▸ **Exercise description**
Bring together copies of the lines in the data below that contain the word "please".

+++ Supplied records +++

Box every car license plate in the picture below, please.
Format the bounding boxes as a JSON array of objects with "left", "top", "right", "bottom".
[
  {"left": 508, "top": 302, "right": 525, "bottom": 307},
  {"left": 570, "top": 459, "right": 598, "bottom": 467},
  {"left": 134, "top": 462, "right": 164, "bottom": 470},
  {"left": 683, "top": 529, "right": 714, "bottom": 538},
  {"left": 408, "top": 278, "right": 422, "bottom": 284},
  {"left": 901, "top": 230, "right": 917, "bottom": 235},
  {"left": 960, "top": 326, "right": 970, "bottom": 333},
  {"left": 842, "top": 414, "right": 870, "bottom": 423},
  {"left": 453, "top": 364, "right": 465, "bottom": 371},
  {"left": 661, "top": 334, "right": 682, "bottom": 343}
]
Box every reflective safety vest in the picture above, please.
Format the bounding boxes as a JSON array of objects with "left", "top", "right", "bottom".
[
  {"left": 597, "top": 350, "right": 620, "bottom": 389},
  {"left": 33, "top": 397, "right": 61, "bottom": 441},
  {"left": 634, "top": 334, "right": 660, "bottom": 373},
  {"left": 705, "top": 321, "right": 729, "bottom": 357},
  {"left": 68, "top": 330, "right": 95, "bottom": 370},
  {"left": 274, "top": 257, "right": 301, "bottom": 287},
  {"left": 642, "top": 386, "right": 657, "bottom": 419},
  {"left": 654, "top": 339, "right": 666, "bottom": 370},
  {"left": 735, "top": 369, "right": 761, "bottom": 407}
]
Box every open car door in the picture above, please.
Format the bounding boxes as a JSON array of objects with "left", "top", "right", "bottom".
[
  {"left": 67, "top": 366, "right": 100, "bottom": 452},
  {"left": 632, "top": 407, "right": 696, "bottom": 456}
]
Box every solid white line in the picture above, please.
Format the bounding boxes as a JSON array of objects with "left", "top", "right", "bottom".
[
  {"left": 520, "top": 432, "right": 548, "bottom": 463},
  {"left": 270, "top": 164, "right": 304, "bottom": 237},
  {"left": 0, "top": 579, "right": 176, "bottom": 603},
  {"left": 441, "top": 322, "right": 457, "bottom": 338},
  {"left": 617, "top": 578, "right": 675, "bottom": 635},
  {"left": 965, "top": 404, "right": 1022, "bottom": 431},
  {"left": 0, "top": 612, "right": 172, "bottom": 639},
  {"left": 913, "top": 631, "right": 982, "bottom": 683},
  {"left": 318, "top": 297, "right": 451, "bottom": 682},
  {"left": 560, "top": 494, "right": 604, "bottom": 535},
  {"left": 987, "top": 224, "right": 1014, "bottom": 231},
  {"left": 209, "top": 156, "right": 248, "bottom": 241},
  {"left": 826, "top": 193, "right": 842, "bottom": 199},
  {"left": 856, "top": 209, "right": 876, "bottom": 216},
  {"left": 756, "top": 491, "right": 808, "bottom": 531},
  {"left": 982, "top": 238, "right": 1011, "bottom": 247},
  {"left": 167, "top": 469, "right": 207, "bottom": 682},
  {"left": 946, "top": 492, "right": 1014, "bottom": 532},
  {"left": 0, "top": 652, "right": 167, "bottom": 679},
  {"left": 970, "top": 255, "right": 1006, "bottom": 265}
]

+++

▸ **Result**
Box every car license plate in the picture below, please.
Box every reflective safety vest in the picture above, please.
Box every open car door in the picture above, please.
Box every solid white line in the picture above, please.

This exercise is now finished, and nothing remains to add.